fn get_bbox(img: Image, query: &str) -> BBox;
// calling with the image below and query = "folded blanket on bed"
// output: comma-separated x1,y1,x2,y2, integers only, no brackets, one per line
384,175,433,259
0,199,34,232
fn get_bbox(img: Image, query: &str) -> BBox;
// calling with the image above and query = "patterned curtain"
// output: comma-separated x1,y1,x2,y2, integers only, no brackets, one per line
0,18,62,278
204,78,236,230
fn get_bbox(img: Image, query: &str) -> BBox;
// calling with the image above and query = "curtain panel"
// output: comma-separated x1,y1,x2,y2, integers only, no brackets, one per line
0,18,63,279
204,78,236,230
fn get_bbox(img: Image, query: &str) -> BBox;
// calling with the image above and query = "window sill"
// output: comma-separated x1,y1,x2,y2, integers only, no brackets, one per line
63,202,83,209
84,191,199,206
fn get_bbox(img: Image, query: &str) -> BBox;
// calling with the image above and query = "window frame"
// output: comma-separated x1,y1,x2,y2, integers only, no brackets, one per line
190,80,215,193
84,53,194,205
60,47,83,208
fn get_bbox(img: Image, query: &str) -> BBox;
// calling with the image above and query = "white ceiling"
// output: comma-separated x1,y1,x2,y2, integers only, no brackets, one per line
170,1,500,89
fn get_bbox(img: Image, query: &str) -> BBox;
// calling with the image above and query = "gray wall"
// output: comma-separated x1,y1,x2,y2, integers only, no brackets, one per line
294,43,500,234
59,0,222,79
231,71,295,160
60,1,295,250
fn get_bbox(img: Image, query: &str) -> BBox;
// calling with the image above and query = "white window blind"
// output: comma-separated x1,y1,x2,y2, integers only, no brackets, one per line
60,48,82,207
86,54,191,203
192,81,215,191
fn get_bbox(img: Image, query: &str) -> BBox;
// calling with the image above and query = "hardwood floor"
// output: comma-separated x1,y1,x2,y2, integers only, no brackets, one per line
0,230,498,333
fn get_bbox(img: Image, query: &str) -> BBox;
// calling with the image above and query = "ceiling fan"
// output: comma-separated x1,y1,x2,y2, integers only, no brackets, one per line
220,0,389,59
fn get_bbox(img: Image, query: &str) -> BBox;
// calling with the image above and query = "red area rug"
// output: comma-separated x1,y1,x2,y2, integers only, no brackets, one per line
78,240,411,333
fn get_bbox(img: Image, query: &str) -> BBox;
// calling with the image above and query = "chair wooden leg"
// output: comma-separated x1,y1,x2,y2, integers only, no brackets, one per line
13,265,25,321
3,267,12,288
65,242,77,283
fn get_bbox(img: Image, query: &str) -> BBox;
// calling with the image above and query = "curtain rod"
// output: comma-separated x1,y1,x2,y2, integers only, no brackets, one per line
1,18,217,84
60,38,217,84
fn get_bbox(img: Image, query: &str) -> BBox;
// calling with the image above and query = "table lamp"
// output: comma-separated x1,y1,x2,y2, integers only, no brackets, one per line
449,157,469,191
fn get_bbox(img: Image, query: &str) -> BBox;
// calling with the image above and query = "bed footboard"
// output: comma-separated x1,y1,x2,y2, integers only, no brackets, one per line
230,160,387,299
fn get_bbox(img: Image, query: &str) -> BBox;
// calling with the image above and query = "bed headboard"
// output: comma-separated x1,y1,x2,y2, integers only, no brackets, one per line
============================================================
## YOUR INSTRUCTIONS
Go through the entries above and report every line in which the word "curtain" appears.

## REPLY
// calling with the image above and query = "patterned curtain"
// calling with the image above and query = "curtain panel"
// calling with the image above and query = "curtain rod"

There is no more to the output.